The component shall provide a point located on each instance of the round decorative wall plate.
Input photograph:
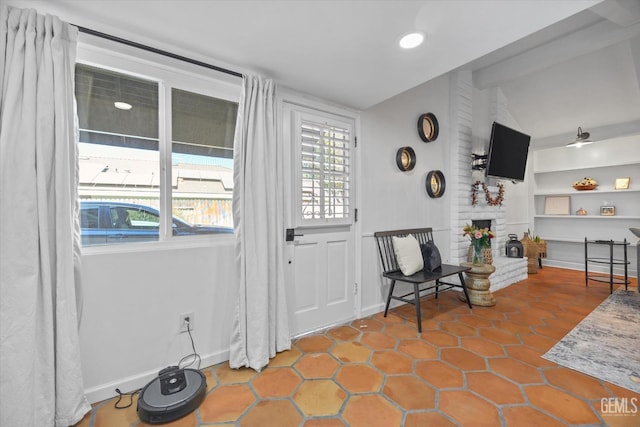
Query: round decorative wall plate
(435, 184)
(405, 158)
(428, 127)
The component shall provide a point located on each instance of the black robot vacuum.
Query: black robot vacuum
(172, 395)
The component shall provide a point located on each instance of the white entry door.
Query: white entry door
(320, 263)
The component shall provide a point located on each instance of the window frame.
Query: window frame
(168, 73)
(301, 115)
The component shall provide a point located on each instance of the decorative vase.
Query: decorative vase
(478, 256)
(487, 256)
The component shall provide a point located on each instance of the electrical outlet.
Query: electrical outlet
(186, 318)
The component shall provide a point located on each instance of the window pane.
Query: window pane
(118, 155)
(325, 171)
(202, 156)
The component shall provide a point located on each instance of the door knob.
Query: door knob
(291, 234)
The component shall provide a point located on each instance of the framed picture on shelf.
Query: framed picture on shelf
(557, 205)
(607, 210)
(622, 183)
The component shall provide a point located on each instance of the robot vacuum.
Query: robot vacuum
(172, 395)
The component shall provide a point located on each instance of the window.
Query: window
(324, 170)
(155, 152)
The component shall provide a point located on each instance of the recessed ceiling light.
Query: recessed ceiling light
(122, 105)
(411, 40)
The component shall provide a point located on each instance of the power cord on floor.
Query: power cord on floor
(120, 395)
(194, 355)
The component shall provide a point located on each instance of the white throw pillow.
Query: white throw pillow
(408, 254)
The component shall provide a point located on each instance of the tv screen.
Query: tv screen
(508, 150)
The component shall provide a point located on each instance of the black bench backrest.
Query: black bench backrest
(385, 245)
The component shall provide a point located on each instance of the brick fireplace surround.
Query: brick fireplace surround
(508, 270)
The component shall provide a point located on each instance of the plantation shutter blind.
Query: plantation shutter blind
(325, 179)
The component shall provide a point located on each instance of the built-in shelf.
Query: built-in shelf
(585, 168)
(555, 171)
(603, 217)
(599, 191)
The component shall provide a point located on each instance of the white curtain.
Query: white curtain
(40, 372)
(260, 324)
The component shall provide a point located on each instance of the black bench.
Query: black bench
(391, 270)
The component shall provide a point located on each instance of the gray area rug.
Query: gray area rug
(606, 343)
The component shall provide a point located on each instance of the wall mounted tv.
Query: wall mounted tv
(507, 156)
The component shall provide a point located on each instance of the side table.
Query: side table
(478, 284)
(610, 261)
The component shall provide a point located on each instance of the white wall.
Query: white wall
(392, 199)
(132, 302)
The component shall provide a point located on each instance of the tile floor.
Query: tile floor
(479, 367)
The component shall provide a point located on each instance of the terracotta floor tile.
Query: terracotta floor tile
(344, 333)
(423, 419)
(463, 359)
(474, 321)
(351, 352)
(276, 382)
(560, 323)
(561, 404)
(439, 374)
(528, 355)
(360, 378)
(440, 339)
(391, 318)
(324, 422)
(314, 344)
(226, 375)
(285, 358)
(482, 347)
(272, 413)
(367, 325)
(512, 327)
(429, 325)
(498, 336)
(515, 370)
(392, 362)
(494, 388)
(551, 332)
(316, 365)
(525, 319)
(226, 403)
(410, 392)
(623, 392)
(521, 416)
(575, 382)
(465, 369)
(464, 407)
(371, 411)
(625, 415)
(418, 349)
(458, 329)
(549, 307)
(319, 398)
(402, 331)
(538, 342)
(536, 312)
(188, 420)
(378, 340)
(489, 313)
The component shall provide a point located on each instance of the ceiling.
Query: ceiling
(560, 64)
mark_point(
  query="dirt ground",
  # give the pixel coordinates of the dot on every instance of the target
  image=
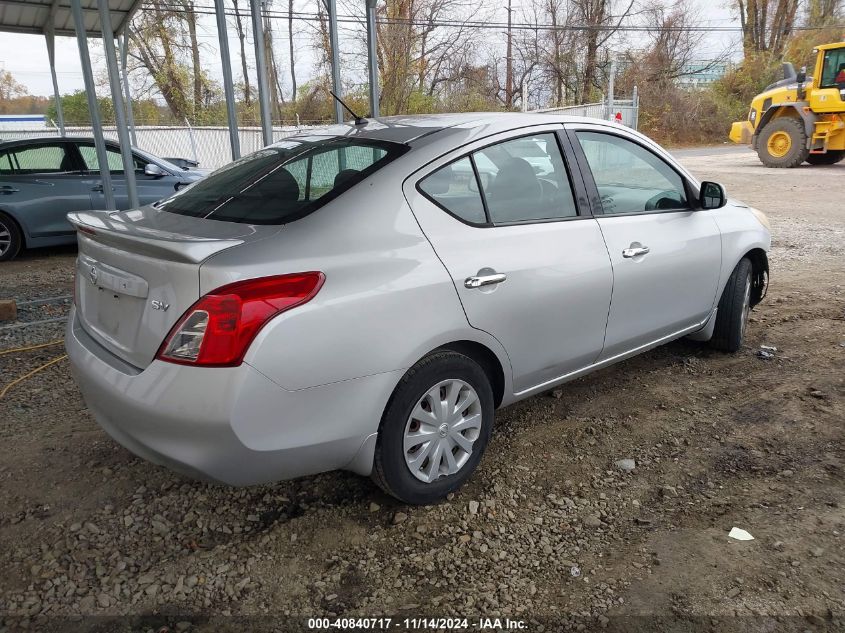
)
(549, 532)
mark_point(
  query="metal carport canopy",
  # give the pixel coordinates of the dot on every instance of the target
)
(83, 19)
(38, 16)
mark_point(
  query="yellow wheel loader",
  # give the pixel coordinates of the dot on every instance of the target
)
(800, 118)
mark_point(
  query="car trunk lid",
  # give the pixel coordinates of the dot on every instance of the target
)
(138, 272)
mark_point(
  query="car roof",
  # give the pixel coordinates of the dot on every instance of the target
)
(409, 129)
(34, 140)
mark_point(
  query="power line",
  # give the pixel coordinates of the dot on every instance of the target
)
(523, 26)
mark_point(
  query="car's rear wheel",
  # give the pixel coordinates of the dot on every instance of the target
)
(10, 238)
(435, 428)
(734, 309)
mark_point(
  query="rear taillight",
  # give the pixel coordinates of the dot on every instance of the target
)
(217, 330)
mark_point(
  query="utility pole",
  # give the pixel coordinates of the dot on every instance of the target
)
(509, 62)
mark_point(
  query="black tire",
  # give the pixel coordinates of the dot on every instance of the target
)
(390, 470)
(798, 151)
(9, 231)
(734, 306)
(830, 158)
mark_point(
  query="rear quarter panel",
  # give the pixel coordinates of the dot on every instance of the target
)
----------
▶ [Required task]
Restate the data above word for word. Skip every picture.

▶ [Correct result]
The component shall provide a point located on each instance of the round decorative wall plate.
Input photograph:
Query: round decorative wall plate
(435, 184)
(405, 158)
(428, 127)
The component shall provide a point located on each instance of the black robot vacuum.
Query: black robot vacuum
(172, 395)
The component shall provide a point located on each instance of the white entry door.
Query: white entry door
(320, 263)
The component shall provide a point located on each instance of the window frame.
Query: window frame
(168, 73)
(301, 115)
The component shall provide a point located on each instance of the decorative vase.
Query: decorative vase
(478, 256)
(487, 256)
The component shall provide a point located on each instance of the electrical outlet.
Query: electrical outlet
(186, 318)
The component shall provide a point located on each instance of the window pane.
Query: window pane
(118, 155)
(325, 171)
(202, 156)
The component shall provide a point located on each instance of the door knob.
Query: door knob
(291, 234)
The component shall provide a point located on each instance of the framed picture on shelf.
Query: framed picture on shelf
(557, 205)
(607, 210)
(622, 183)
The component shall provide a point located on each instance of the robot vacuum.
Query: robot vacuum
(172, 395)
The component shall provide a point located on each instance of the window.
Query: window
(324, 170)
(155, 152)
The component shall provide a point located on each instance of the recessed ceiling light.
Query: recessed ceiling light
(122, 105)
(411, 40)
The component shall provide a point located on each instance of the power cord on floor.
Query: power cord on floor
(120, 395)
(194, 355)
The component shall provide a point located on each instance of the white throw pillow.
Query: white throw pillow
(408, 254)
The component shall provide a point located on each instance of the tv screen.
Query: tv screen
(508, 150)
The component shall provide a point located on each instance of the black bench backrest.
Query: black bench backrest
(385, 245)
The component shall provide a point located on each instance of the brick fireplace surround.
Query: brick fireplace surround
(508, 270)
The component shall provide a point located on each instance of the plantation shutter blind.
Query: plantation shutter blind
(325, 179)
The component shall provide a point located on each instance of the built-in shelf.
Query: built-in shelf
(585, 168)
(555, 171)
(603, 217)
(599, 191)
The component shall provide a point located on each instance of the white curtain.
Query: white curtain
(40, 372)
(260, 324)
The component shall provide a point located on each instance of the black bench.
Query: black bench
(391, 270)
The component shall provide a point located on each instance of the gray area rug.
Query: gray area rug
(606, 343)
The component shall provide a point located on each instance of the wall mounted tv.
Query: wall mounted tv
(507, 156)
The component shall provide a point located on each instance of the side table.
Query: side table
(478, 284)
(610, 261)
The component shall provide a point located on each instance of the white wall.
Query: white wall
(392, 199)
(132, 302)
The component shall provide a point located on each instance of the tile floor.
Query: tile floor
(479, 367)
The component shall provide a point located on each instance of the terracotta floor tile.
Query: terracotta floor tile
(344, 333)
(423, 419)
(463, 359)
(474, 321)
(351, 352)
(276, 382)
(560, 323)
(561, 404)
(439, 374)
(528, 355)
(360, 378)
(440, 339)
(391, 318)
(324, 422)
(314, 344)
(226, 375)
(285, 358)
(482, 347)
(272, 413)
(367, 325)
(512, 327)
(429, 325)
(498, 336)
(515, 370)
(392, 362)
(494, 388)
(551, 332)
(316, 365)
(525, 319)
(226, 403)
(410, 392)
(623, 392)
(521, 416)
(575, 382)
(465, 369)
(464, 407)
(371, 411)
(625, 415)
(418, 349)
(458, 329)
(549, 307)
(319, 398)
(402, 331)
(538, 342)
(536, 312)
(188, 420)
(378, 340)
(489, 313)
The component shall provide a point located on each instance of the ceiling.
Query: ceiling
(560, 64)
mark_point(
  query="dirt ground",
  # give the pixel coordinates of the dot on every instance of the target
  image=
)
(549, 532)
mark_point(
  query="metal carport canopy",
  # give the pixel coordinates of the dot on every instance of the target
)
(83, 19)
(38, 16)
mark_point(
  query="yellow wheel loader",
  # give the pixel coordinates of the dot on every instance of the target
)
(800, 118)
mark_point(
  query="car trunk lid",
  # give the pixel coordinates of the dot on every instance of the target
)
(138, 272)
mark_point(
  query="car roof",
  # give the pixel coordinates of the dot on every instance of the target
)
(409, 129)
(34, 140)
mark_point(
  query="power line",
  # give the pixel coordinates of the dot on every instance of the target
)
(523, 26)
mark_point(
  query="car's rear wheel",
  # give the pixel coordinates of the dot on every instance of the target
)
(10, 238)
(435, 428)
(734, 309)
mark_point(
  query="rear taillight",
  # give the pixel coordinates of the dot on every instance of the target
)
(217, 330)
mark_point(
  query="utility pole",
  # give the pixel coordinates of the dot on every instance of the target
)
(509, 62)
mark_point(
  query="black tire",
  # give the pixel coordinates of the dot on every instance of the target
)
(390, 470)
(798, 151)
(9, 231)
(734, 306)
(830, 158)
mark_point(
  query="rear quarter panel",
  # give the pixel coordinates of the dot on every instance of the target
)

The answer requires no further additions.